» PROBLEM TO SOLVE: In the listing below, find the line holding "Pin a point on every instance of the red roofed" and the line holding "Expected: one point". Write out those two lines and all lines between, exactly, and nothing more.

» RECORDED INFORMATION:
********

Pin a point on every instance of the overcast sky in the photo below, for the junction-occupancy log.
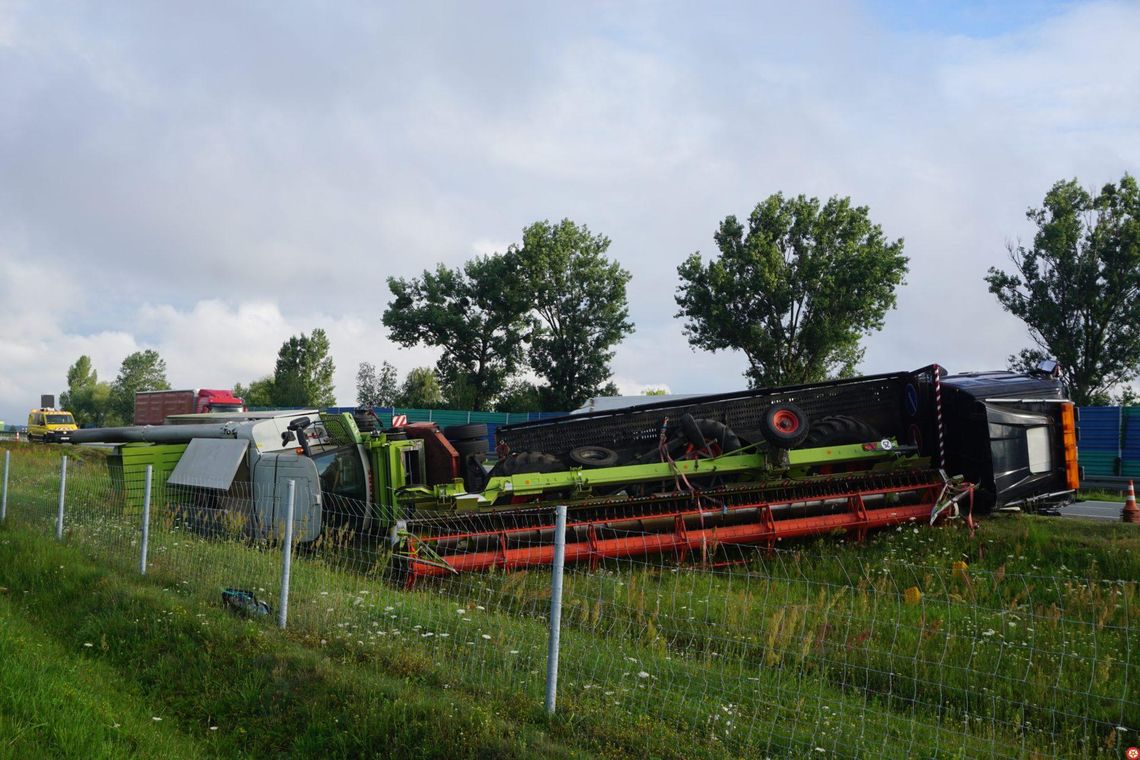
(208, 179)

********

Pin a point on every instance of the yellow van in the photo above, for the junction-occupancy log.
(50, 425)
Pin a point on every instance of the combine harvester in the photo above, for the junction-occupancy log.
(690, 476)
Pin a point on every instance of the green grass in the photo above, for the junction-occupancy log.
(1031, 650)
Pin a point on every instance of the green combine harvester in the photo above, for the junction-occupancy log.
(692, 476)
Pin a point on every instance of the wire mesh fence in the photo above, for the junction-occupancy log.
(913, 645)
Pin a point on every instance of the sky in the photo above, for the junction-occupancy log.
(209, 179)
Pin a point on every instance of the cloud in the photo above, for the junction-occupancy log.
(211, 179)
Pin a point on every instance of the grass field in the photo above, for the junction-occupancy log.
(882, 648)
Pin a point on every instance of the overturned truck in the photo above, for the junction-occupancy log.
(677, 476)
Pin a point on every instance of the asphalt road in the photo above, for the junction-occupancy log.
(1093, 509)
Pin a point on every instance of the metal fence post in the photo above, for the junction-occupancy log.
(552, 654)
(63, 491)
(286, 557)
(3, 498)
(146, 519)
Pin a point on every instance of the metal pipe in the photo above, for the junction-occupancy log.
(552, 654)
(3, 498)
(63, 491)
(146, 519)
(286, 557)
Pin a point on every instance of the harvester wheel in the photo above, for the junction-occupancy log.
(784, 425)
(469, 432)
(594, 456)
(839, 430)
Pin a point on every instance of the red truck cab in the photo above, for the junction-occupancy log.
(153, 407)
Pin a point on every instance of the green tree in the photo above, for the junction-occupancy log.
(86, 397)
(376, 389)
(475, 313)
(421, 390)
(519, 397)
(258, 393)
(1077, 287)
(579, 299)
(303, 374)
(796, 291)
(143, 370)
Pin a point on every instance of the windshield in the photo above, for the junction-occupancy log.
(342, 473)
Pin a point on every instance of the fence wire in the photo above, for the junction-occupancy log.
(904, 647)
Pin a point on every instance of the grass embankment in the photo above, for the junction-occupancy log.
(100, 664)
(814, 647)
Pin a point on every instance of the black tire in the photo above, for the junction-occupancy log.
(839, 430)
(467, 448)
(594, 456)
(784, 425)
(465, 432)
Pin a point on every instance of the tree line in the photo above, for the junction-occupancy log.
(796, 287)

********

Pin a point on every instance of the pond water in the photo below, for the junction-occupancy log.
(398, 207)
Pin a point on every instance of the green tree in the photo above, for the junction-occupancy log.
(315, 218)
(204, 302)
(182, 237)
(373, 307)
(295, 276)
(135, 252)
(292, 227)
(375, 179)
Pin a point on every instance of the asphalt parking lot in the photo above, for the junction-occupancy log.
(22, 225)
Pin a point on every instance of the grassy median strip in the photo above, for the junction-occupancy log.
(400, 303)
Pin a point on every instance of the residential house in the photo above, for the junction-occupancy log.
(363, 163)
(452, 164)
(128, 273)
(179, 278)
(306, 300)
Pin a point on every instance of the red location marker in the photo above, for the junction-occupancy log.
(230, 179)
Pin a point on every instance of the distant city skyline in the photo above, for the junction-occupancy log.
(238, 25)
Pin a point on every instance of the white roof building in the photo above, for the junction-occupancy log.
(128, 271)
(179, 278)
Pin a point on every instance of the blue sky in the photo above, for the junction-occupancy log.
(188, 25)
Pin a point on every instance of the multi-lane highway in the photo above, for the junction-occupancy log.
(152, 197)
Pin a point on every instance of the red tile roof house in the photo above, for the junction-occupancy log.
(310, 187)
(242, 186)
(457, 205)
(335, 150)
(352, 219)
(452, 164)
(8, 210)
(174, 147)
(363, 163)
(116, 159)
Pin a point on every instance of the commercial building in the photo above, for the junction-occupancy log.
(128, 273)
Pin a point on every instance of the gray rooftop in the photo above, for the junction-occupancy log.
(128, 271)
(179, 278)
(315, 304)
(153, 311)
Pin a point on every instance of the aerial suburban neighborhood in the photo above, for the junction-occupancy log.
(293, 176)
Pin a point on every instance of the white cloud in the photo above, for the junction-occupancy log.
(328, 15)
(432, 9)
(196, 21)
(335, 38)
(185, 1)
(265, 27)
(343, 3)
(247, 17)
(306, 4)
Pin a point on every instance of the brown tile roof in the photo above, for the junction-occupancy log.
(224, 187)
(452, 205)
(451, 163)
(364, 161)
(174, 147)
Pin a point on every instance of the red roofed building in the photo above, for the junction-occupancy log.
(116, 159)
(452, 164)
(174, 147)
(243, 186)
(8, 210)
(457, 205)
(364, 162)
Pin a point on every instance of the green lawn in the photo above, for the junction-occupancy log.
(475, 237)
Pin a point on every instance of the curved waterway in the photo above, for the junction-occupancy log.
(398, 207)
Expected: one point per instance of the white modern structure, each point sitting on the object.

********

» SOLUTION FOR THIS PROBLEM:
Pin a point on every instance of the red roofed building in the photo above, for the junction-occupancy log.
(116, 159)
(452, 164)
(174, 147)
(243, 186)
(8, 210)
(457, 205)
(364, 162)
Pin a point on every instance of the green lawn in the photo above, for the junction-occupancy log.
(475, 237)
Pin a point on every instance of the curved waterway in the photo above, for the junction-occupancy log.
(398, 207)
Expected: one point per instance of the white modern structure, each point sitting on the object.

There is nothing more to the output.